Diga se cada afirmação a seguir está de acordo com o texto sobre tutoria pedagógica e responda sim ou não, citando literalmente o trecho do texto que decide. (a) O projeto piloto de 2011 em Goiás envolveu 17 unidades educacionais. (b) A Gerência de Tutoria Pedagógica realiza encontros técnicos semanais com diretores e tutores. (c) No primeiro ano do projeto em São Paulo, todos os professores aderiram à tutoria.

----- Bloco de texto -----

Depois do projeto piloto de 2011, em 17 unidades educacionais de Goiás (localizadas em cidades muito próximas ao Distrito Federal), o Estado está apostando alto no programa. “A tutoria pedagógica está sendo desenvolvida em todas as 1,2 mil escolas que compõem a rede estadual de ensino”, afirma Alves. Ele acrescenta que a Gerência de Tutoria Pedagógica realiza encontros técnicos mensais com diretores e tutores pedagógicos, totalizando 16 horas por mês.
Mas Goiás também desenvolve a prática entre professores de Português e Matemática. “Essa iniciativa ainda está no início, mas se trata da formação de professores durante a aula. Nesse processo, um professor itinerante, que atua como um orientador, acompanha as aulas do professor de Matemática ou Português. Eles planejam e ministram aulas juntos. Com isso, aprendem novas metodologias, e são acompanhados em suas dificuldades”, explica Alves, que também é químico formado pela Universidade Federal de Goiás e pós-graduado em Planejamento e Gestão Educacional.
Resistência
Apesar dos benefícios internacionalmente comprovados do coaching, seria ingenuidade acreditar que a prática não enfrentasse de início resistências e apreensões. De fato, o receio de aparentar ser um profissional inseguro ou a desconfiança de ter alguém em sala de aula como um “informante” da Secretaria de Educação foram os motivos mais comuns para que o índice de adesão dos professores não chegasse a 100% no primeiro ano do projeto em São Paulo. “Estamos falando de mudança de comportamento, mudança de prática. Isso não acontece da noite para o dia. Ou seja, não dá para fazer tutoria com um profissional que não quer. Mas o tutor, por sua vez, também precisa tornar a experiência atrativa”, diz Maria Carolina.

----- Linhas de dados -----

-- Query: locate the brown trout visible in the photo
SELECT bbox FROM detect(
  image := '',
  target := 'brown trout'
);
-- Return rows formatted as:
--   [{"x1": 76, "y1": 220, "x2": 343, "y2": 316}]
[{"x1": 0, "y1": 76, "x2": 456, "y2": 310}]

-----
----- Linhas de dados -----

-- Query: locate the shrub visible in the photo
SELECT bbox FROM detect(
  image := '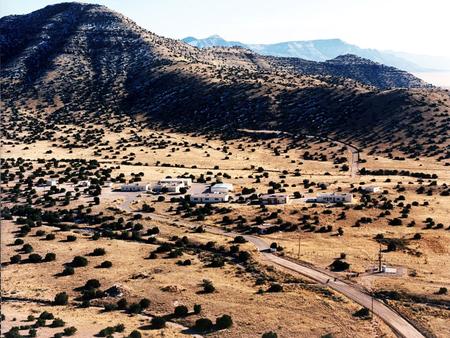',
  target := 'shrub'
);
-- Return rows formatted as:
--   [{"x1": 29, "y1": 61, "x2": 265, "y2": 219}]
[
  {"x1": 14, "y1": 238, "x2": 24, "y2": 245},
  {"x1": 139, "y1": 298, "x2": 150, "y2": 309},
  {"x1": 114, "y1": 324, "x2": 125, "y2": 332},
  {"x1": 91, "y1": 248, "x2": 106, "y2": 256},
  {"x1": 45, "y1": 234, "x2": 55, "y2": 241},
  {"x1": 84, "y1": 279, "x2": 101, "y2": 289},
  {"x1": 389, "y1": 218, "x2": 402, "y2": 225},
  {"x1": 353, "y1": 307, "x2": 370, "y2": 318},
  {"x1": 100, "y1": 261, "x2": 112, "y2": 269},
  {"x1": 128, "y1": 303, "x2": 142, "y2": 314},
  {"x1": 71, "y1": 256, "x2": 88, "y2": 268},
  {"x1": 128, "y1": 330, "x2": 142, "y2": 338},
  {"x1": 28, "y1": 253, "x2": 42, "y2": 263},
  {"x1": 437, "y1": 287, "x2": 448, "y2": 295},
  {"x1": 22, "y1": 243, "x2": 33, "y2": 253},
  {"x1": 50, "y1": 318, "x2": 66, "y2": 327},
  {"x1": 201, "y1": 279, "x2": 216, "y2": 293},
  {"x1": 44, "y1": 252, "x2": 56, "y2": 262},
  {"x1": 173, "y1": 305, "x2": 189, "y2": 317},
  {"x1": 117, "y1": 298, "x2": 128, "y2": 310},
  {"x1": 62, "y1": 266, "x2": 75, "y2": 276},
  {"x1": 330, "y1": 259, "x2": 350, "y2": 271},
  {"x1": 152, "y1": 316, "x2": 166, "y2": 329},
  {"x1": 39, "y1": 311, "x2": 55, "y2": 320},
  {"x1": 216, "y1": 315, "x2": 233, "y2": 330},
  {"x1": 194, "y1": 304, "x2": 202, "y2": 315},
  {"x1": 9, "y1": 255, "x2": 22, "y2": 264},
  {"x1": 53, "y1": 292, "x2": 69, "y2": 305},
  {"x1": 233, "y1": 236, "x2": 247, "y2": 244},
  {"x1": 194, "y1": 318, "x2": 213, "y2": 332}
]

-----

- Resposta completa -
(a) Sim: “Depois do projeto piloto de 2011, em 17 unidades educacionais de Goiás”.
(b) Não: “realiza encontros técnicos mensais com diretores e tutores pedagógicos”.
(c) Não: “o índice de adesão dos professores não chegasse a 100% no primeiro ano do projeto em São Paulo”.